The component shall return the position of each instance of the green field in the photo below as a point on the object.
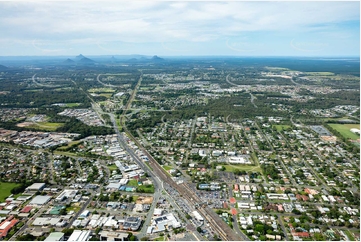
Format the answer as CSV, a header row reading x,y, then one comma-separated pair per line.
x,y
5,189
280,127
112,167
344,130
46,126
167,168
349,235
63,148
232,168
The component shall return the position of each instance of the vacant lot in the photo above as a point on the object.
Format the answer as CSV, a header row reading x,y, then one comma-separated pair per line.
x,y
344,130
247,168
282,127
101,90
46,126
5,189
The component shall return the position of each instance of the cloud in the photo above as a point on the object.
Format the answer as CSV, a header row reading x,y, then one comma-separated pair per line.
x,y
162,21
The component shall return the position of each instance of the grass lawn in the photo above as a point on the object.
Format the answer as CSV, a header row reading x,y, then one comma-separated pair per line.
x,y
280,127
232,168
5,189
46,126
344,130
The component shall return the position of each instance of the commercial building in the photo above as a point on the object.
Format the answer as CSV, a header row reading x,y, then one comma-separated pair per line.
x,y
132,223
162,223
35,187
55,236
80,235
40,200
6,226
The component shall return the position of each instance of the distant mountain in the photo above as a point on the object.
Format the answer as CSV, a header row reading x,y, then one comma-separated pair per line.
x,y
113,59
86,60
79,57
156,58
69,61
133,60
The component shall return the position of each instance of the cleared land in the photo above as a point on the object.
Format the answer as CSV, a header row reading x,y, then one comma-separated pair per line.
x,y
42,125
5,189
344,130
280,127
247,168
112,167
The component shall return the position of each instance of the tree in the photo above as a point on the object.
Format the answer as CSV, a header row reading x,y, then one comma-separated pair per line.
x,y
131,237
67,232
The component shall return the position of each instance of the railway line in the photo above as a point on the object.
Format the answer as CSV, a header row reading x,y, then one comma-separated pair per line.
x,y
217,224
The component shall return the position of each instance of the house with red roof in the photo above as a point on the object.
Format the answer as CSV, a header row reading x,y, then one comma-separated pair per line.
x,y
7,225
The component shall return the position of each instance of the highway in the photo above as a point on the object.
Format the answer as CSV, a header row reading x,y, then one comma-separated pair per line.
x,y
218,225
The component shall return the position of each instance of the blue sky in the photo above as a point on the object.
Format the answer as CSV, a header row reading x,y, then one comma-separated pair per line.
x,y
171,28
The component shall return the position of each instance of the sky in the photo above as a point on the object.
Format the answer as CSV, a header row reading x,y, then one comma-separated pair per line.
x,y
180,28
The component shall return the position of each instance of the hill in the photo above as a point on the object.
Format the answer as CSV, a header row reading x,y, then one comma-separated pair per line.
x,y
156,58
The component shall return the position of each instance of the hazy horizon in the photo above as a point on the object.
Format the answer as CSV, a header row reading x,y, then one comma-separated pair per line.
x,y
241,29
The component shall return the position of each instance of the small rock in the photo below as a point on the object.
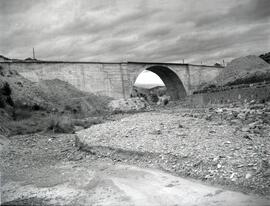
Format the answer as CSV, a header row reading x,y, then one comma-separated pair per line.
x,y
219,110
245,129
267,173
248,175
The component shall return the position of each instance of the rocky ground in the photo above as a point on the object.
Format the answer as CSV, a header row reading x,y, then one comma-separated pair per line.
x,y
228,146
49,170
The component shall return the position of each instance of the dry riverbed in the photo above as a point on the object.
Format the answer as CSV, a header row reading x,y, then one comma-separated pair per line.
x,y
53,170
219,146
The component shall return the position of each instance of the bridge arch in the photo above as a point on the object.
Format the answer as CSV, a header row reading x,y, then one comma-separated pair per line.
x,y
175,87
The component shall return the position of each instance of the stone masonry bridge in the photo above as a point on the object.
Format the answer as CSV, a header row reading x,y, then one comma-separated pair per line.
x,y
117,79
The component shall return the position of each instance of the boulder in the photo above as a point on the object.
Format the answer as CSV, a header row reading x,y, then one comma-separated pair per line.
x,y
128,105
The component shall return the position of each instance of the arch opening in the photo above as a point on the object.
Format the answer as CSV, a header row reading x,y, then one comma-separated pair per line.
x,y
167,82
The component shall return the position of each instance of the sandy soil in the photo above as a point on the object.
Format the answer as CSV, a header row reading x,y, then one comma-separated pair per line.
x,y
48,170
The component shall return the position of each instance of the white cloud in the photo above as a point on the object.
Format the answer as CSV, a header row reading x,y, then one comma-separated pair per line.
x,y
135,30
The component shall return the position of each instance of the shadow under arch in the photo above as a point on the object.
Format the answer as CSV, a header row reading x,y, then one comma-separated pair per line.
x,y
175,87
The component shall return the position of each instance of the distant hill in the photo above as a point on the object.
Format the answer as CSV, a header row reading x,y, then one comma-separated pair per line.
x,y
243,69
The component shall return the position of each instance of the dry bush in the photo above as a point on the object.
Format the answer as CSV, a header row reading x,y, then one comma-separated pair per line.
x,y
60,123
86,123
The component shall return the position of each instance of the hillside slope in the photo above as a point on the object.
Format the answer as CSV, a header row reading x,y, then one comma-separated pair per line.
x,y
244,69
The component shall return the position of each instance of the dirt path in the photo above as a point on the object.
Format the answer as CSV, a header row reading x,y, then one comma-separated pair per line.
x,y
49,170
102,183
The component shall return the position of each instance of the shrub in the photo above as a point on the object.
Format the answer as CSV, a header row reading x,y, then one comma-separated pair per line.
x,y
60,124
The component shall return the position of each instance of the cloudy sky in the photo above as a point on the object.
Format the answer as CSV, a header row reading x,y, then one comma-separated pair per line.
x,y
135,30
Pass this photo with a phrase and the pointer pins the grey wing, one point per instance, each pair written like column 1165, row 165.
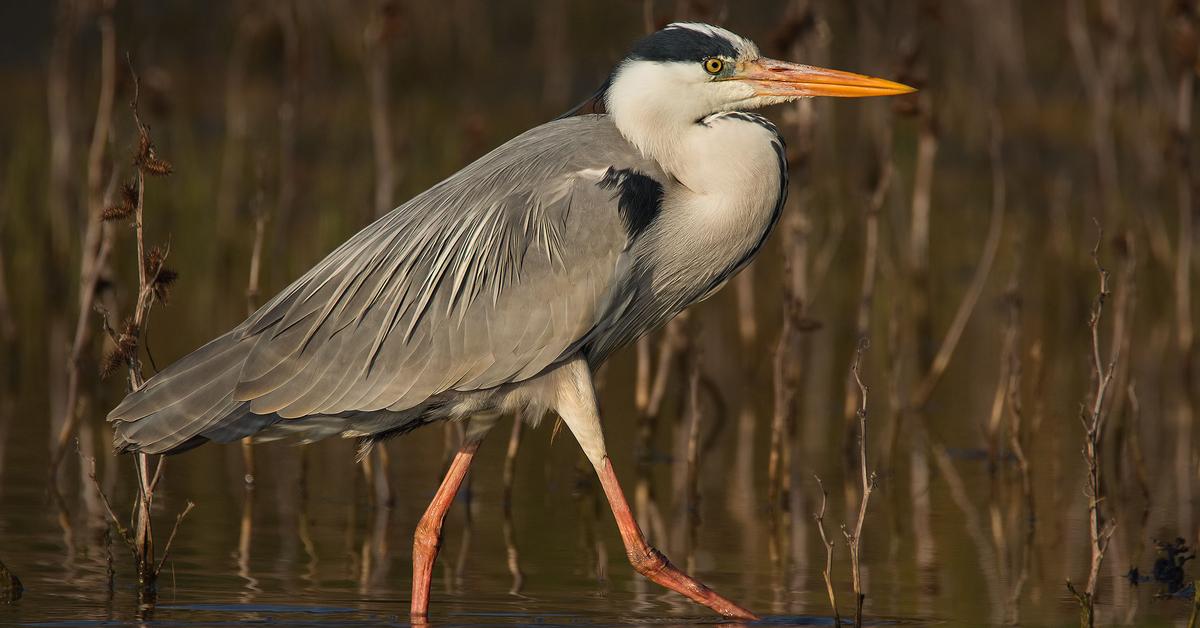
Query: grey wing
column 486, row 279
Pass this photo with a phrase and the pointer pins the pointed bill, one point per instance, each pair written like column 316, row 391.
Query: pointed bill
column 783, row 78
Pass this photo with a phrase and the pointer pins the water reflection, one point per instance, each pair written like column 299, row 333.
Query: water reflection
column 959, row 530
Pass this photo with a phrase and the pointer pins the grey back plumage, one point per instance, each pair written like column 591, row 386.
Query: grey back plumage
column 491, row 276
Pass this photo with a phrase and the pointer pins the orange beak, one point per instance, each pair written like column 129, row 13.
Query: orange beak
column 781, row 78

====

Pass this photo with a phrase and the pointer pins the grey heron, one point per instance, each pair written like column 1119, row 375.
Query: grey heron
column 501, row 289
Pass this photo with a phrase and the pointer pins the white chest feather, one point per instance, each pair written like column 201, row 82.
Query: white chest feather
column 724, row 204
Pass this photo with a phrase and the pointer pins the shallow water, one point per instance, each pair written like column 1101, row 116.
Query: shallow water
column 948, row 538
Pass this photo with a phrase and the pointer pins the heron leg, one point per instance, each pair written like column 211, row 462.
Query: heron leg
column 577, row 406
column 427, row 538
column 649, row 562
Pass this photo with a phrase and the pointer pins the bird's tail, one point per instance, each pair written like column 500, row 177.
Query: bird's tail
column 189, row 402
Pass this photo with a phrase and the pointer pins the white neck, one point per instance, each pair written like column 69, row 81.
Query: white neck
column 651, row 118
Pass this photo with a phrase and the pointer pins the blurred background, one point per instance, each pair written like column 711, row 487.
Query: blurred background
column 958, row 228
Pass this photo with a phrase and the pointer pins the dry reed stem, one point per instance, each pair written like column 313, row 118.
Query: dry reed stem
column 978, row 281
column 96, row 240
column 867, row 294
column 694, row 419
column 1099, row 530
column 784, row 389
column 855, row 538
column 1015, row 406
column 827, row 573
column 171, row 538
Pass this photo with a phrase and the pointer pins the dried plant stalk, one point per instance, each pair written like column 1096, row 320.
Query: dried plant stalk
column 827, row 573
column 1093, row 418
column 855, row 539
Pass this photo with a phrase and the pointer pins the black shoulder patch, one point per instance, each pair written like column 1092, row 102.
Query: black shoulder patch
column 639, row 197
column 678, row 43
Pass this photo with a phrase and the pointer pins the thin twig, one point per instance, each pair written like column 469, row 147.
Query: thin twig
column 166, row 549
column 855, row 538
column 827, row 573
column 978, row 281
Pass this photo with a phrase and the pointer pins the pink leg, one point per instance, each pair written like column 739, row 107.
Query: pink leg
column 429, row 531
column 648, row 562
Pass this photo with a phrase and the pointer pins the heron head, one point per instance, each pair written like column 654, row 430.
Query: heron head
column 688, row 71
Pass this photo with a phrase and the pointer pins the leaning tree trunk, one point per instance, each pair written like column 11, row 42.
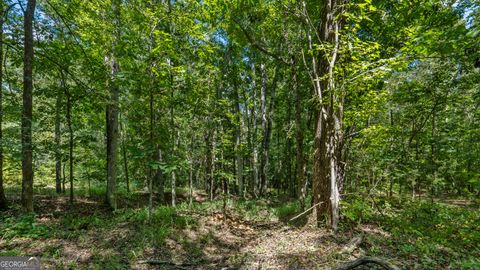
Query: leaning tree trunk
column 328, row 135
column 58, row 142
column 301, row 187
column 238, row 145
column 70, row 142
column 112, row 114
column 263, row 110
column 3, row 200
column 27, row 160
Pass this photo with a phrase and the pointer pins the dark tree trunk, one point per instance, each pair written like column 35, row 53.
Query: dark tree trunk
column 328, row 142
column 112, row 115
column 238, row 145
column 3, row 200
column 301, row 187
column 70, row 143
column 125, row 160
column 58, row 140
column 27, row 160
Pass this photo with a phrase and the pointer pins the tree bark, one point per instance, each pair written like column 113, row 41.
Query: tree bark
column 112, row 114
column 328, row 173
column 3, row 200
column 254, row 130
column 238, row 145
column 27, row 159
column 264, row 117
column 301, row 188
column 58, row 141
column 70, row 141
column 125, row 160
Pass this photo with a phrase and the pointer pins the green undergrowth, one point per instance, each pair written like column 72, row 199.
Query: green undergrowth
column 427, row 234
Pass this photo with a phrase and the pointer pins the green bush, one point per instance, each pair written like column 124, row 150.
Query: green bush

====

▶ PROBLEM: Please output exactly the lines between the one holding "Query: water reflection" and the one holding "129, row 13." in the records above, inclusive, and nothing more.

▶ PROBLEM SOLUTION:
Query: water reflection
column 959, row 530
Pass this photo with a phrase and the pointer pins the grey back plumage, one point per instance, each pair written like column 591, row 386.
Query: grey back plumage
column 491, row 276
Pass this photo with a phrase and the pointer pins the orange beak, one point per instance, each pair written like column 129, row 13.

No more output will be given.